As FE staff know, the first half-term of the academic year is a social experiment to rival any conducted by universities in San Francisco in the 1970s.

These newly formed groups are an amalgamation of students whose previous education was largely conducted within their own local areas. Suddenly to find themselves in a new “gang”, with members from different postcodes, where their hard-won reputation means little, can be unsettling at best.

In my September sessions, what the majority have in common is resentment at being back in a classroom (a place to which they vowed never to return), having English, maths and ICT imposed upon them. And who better to vent their displeasure at? The one standing at the front, banging on about something they consider insignificant.

The ease of my working life depends to a great extent on the behaviour of complex, occasionally angry, often funny young men. Teaching hundreds of students whose main vocation is in construction trades, one gets used to the exploits of lads.

RECORD EXCERPTS —
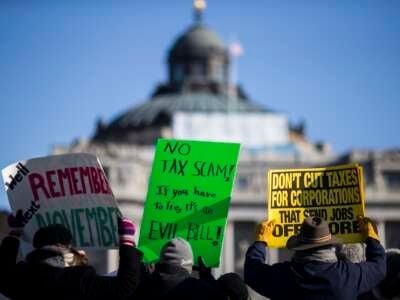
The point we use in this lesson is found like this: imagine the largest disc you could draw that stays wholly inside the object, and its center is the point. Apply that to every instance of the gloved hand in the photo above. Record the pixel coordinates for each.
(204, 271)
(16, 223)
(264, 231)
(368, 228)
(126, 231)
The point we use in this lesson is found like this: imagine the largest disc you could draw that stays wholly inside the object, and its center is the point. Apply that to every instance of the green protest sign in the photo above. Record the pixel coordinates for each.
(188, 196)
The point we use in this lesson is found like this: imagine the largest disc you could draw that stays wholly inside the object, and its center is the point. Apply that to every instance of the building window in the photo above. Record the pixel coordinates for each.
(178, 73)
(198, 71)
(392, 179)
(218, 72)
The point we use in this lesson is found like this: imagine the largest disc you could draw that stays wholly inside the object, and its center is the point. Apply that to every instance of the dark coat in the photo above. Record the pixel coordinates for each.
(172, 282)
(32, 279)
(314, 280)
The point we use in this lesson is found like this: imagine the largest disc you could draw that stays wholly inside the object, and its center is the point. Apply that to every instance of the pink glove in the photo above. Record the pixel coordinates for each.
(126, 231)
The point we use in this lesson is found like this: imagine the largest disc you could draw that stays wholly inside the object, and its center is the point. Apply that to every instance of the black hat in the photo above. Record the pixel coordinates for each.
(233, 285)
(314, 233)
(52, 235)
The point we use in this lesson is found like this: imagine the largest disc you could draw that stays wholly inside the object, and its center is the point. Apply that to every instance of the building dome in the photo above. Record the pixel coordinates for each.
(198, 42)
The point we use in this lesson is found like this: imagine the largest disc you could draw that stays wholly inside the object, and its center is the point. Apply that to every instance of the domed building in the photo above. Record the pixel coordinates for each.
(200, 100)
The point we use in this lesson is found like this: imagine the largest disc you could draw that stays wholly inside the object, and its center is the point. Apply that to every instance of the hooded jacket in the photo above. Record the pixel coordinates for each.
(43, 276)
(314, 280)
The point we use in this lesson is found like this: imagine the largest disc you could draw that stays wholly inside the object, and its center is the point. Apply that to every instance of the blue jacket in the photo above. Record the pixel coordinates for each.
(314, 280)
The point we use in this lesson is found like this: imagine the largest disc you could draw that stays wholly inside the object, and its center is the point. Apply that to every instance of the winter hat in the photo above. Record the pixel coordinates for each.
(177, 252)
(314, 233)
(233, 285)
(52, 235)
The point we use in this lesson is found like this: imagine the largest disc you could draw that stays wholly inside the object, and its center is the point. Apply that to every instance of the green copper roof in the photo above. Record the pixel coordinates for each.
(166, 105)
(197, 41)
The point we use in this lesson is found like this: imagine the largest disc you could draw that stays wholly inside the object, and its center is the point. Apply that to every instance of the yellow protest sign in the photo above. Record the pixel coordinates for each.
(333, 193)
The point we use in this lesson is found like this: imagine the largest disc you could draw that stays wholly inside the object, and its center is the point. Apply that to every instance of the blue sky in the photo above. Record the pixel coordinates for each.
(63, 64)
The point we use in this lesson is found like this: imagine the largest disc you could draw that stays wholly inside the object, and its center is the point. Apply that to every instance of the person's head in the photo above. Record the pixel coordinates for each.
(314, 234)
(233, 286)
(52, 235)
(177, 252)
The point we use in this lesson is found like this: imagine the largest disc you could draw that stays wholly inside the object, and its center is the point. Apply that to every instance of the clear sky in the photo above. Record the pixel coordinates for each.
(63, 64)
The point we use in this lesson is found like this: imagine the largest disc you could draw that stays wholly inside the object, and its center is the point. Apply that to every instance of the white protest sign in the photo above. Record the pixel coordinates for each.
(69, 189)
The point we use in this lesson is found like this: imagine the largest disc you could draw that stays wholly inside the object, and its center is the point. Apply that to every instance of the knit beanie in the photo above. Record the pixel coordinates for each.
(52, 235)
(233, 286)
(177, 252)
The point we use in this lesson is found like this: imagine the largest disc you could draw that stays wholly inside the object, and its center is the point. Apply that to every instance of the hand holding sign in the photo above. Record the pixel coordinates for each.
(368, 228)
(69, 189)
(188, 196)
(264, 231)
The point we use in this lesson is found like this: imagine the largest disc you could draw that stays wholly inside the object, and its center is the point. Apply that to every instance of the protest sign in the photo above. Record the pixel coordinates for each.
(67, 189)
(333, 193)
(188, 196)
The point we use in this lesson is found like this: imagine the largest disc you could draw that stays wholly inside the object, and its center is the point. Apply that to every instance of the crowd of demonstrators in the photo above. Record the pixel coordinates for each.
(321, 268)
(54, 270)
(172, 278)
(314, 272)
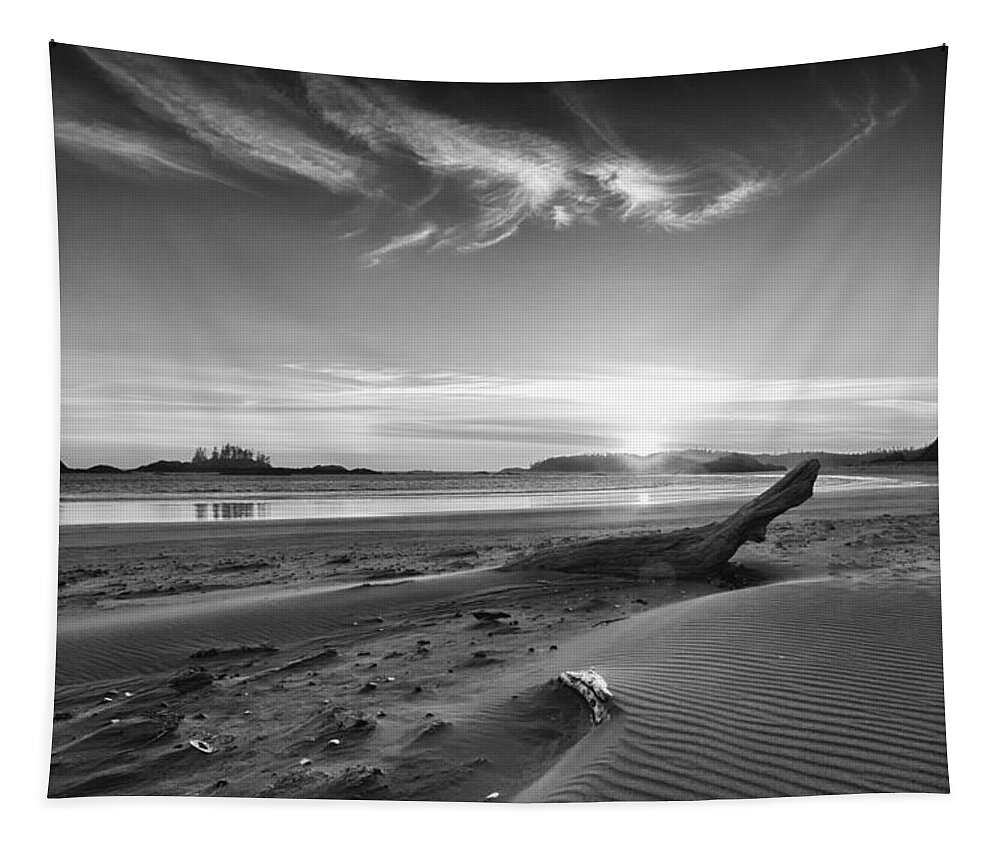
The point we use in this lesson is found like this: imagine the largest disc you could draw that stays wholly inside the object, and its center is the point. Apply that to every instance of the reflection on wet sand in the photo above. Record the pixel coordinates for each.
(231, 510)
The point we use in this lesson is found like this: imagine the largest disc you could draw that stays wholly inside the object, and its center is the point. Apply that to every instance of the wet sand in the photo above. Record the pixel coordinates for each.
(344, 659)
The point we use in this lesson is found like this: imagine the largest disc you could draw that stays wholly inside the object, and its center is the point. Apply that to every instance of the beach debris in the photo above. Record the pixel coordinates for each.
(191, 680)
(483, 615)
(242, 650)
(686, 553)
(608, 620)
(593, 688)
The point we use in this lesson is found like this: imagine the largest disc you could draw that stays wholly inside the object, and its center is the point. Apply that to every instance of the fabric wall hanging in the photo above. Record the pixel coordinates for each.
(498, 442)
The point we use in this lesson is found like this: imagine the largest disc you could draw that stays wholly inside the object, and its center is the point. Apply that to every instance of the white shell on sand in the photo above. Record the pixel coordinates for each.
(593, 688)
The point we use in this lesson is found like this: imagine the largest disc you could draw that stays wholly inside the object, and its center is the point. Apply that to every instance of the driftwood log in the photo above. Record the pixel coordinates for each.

QUESTIONS TO ANSWER —
1/ Reproduce the FE teaching passage from "These newly formed" to "unsettling at best.".
2/ Which subjects does the FE teaching passage say are imposed on the students?
3/ Pick up the FE teaching passage at the point where it stops and continue writing it.
The records are separate material with no connection to the FE teaching passage.

ANSWERS GIVEN —
1/
These newly formed groups are an amalgamation of students whose previous education was largely conducted within their own local areas. Suddenly to find themselves in a new “gang”, with members from different postcodes, where their hard-won reputation means little, can be unsettling at best.

2/ English, maths and ICT

3/
Teenage boys from lower socio-economic backgrounds are traditionally viewed as the biggest threat to the safety of the rest of us. Working with groups who, at first, exhibit unruly behaviour, I find it useful to think of them as a pack of adolescent German Shepherds - they could grow up to be valuable resources to society, or they could rip your arm off with their teeth. I am of course, still referring to the dogs, whose learning outcome depends on their own innate skills and on the skill of their trainer.

Though the pack mentality often unites a group, we have to ensure that we are pack leaders, rather than its victims. I use standard behaviour management techniques, such as positive reinforcement, clear consequences to actions and “house rules” part defined by the students, as well as physical elements such as getting lower than the aggressor and showing the palms of my hands to avoid confrontation. These strategies usually work, probably since the more extreme behaviour - involuntarily following impulse and lack of regard for consequence - seems entirely animalistic.

In a recent report, the Harvard Medical School explained that teenage brains mature from the back to the front. The early maturation of posterior regions of the brain primarily responsible for motor control accounts for movement and quick physical reaction times. Many spatial, auditory and language functions are also well developed.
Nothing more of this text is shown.